GIVEN PROBLEM 1: In the decimal thread, which two decimal types did the original Arrow code implement before they were removed?
GIVEN PROBLEM 2: Retype the part of the decimal thread between "On Sat, Apr" and "widen to DECIMAL38.", inclusive.

Re: [Discuss][Format] Add 32-bit and 64-bit Decimals

Posted by Wes McKinney <we...@gmail.com>.

I think there's a couple of embedded / entangled questions here that about this:

* Should Arrow be able to be used to *transport* narrow decimals — for
the (now very abundant) use cases where Arrow is being used as an
internal wire protocol or client/server interface

* Should *compute engines* that are Arrow-native or Arrow-compatible
provide guarantees about when and how decimals will be widened, or
whether narrow decimals input which can technically (from a pedantic
mathematical standpoint) yield narrow output

I think supporting the serialization-free transport case is pretty
important, since systems with narrow decimals have to pre-widen them
before sending them over Arrow. Clickhouse for example has decimal32
through decimal256 [1]. Result sets there returned would have to be
serialized to decimal128, or else define extension types which could
have compatibility issues.

On the latter question, I think that no query engine for Arrow should
be compelled to offer pedantically-consistent support for narrow
decimals — so if a query engine received decimal32 or decimal64, it
could define implicit cast to decimal128 and implement all kernels and
algorithms for decimal128. I note the comment from the Clickhouse link
that "Because modern CPUs do not support 128-bit integers natively,
operations on Decimal128 are emulated. Because of this Decimal128
works significantly slower than Decimal32/Decimal64." To not afford
query engines for Arrow the option to optimize some frequently-used
calculations on narrow decimals (even though the implementation is
burdensome) seems unfortunate.

[1]: https://clickhouse.com/docs/en/sql-reference/data-types/decimal/

On Sat, Apr 23, 2022 at 9:15 PM Jacques Nadeau <ja...@apache.org> wrote:
>
> I'm generally -0.01 against narrow decimals. My experience in practice has
> been that widening happens so quickly that they are little used and add
> unnecessary complexity. For reference, the original Arrow code actually
> implemented Decimal9 [1] and Decimal18 [2] but we removed both because of
> this experience of complexity. (Good to note that we worked with them for
> several years before the model was in the Arrow project before we came to
> this conclusion.)
>
> One of the other commenters here spoke of the benefit to things like tpch.
> I doubt this would be meaningful as I believe most (if not all) decimal
> operations in TPCH would typically immediately widen to DECIMAL38.
>
> Another possible approach here might be to add DECIMAL18 to the spec and
> see the usage with it (and how much value it really added) before
> adding DECIMAL9.
>
> It's easy to add types to the spec, hard to remove them.
>
> [1]
> https://github.com/apache/arrow/blob/fa5f0299f046c46e1b2f671e5e3b4f1956522711/java/vector/src/main/codegen/data/ValueVectorTypes.tdd#L66
> [2]
> https://github.com/apache/arrow/blob/fa5f0299f046c46e1b2f671e5e3b4f1956522711/java/vector/src/main/codegen/data/ValueVectorTypes.tdd#L81
>
>
>
> >

Re: [Discuss][Format] Add 32-bit and 64-bit Decimals

Posted by Sasha Krassovsky <kr...@gmail.com>.

PROVIDED DATA:
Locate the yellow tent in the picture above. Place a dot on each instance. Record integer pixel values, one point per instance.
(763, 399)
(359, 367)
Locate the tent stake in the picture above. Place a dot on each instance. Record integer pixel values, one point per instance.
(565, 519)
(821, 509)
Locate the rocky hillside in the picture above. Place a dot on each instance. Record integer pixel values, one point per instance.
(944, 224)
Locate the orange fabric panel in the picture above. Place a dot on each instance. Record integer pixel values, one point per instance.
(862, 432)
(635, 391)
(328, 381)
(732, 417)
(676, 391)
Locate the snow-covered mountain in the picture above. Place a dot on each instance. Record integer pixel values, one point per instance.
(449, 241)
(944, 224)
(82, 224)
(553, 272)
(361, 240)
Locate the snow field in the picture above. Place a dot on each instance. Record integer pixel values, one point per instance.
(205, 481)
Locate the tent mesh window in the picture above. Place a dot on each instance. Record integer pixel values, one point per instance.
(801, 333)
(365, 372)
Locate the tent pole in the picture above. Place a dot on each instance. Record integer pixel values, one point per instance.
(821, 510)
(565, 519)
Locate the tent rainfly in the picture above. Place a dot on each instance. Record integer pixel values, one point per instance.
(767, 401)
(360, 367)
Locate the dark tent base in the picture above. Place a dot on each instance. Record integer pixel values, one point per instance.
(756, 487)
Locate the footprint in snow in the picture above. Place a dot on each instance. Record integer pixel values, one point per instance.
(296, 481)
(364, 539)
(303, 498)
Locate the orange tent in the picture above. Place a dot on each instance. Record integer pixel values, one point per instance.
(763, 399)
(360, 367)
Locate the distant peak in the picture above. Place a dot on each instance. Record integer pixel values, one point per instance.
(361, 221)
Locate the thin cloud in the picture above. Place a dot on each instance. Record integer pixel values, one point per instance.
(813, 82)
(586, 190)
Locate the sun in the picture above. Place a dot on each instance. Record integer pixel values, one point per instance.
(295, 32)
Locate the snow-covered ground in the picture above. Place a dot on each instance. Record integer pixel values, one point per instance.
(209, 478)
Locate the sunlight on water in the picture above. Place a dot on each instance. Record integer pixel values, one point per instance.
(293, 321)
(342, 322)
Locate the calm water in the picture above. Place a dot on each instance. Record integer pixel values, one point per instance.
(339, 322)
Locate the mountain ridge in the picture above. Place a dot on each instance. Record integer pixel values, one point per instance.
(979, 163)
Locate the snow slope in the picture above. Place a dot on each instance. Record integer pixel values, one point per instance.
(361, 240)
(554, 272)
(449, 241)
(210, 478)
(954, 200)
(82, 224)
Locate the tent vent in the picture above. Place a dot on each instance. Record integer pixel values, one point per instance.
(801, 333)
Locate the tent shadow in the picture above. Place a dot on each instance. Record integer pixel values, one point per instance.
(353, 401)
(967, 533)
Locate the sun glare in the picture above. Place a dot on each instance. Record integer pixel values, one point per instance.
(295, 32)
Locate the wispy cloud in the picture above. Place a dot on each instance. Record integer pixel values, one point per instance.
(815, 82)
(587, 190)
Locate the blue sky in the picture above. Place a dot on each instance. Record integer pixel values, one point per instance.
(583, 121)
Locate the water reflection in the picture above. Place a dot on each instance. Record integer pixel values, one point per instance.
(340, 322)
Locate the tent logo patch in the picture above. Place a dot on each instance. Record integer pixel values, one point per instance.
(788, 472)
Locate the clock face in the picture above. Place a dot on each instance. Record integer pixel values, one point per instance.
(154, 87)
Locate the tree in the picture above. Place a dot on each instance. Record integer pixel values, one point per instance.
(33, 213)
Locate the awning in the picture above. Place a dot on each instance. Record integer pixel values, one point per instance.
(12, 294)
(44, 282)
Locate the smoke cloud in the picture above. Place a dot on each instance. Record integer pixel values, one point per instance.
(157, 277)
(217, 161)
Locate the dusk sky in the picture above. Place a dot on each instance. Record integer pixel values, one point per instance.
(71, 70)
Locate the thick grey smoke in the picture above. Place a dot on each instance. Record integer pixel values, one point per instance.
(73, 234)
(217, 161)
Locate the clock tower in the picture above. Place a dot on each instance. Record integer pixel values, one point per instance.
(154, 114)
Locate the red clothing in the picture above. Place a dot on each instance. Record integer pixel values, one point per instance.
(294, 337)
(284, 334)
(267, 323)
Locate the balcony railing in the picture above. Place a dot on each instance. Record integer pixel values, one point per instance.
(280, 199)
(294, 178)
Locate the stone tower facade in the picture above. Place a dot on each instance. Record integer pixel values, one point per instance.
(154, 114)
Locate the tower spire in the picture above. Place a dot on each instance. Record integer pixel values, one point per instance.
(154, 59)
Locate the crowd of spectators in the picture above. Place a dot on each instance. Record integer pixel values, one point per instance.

WORKED ANSWER 1: Decimal9 and Decimal18.

WORKED ANSWER 2:
On Sat, Apr 23, 2022 at 9:15 PM Jacques Nadeau <ja...@apache.org> wrote:
>
> I'm generally -0.01 against narrow decimals. My experience in practice has
> been that widening happens so quickly that they are little used and add
> unnecessary complexity. For reference, the original Arrow code actually
> implemented Decimal9 [1] and Decimal18 [2] but we removed both because of
> this experience of complexity. (Good to note that we worked with them for
> several years before the model was in the Arrow project before we came to
> this conclusion.)
>
> One of the other commenters here spoke of the benefit to things like tpch.
> I doubt this would be meaningful as I believe most (if not all) decimal
> operations in TPCH would typically immediately widen to DECIMAL38.